[WHAT IS ASKED]
Express the data below as a JSON list of strings, one string per line with blank lines omitted, covering everything from its first line through the line containing "627], [435, 610]]", inclusive.

— Start EXCERPTED RECORDS —

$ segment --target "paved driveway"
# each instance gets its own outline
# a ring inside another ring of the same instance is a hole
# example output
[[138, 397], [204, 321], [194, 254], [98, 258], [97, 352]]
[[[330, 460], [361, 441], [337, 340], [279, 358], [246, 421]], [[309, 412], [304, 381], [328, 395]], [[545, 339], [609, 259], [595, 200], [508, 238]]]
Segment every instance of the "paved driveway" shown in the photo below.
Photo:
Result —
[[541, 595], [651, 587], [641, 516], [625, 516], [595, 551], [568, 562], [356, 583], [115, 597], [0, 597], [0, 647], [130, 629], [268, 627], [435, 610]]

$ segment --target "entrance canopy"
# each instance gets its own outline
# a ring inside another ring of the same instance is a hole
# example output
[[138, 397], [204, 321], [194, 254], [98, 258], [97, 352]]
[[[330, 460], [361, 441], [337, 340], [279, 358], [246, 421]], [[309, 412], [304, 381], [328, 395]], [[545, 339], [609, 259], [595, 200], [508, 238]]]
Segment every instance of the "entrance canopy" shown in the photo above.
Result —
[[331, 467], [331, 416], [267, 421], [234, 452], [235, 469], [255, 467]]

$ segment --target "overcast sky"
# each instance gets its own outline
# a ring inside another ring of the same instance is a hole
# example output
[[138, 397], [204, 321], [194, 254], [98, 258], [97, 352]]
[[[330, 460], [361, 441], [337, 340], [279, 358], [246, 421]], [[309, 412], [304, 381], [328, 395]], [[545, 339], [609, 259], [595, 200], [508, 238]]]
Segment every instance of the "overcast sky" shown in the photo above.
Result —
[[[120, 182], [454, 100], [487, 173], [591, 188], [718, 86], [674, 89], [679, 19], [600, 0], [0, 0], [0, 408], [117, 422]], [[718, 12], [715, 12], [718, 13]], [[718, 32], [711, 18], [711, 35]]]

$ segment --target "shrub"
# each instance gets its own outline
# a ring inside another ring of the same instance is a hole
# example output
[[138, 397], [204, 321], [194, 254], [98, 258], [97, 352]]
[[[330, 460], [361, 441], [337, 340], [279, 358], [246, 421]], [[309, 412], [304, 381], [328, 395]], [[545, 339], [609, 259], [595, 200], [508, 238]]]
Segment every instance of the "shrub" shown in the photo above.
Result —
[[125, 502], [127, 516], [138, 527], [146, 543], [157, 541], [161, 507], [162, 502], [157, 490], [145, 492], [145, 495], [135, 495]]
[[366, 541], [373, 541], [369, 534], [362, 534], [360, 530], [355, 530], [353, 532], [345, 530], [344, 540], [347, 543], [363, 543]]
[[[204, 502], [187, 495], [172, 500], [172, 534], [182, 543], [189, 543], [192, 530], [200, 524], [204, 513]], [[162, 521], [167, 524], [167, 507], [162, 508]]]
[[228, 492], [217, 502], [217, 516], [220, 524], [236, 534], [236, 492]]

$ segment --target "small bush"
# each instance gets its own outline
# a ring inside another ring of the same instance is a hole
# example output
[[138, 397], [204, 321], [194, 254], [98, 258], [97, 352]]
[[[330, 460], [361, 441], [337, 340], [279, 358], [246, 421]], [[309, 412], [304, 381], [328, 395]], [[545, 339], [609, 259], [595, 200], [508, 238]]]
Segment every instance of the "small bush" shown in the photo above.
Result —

— End EXCERPTED RECORDS —

[EXERCISE ANSWER]
[
  "$ segment --target \"paved driveway\"",
  "# each instance gets its own outline",
  "# a ring inside another ring of the same instance is a hole",
  "# example output",
  "[[138, 397], [204, 321], [194, 254], [98, 258], [97, 352]]",
  "[[[330, 460], [361, 441], [337, 340], [279, 358], [246, 421]], [[309, 412], [304, 381], [328, 395]], [[545, 339], [609, 259], [595, 200], [508, 238]]]",
  "Segment every instance of the \"paved driveway\" shown in the photo below.",
  "Photo:",
  "Result —",
  "[[541, 595], [651, 587], [641, 516], [625, 516], [595, 551], [568, 562], [356, 583], [115, 597], [0, 597], [0, 647], [130, 629], [268, 627], [435, 610]]"
]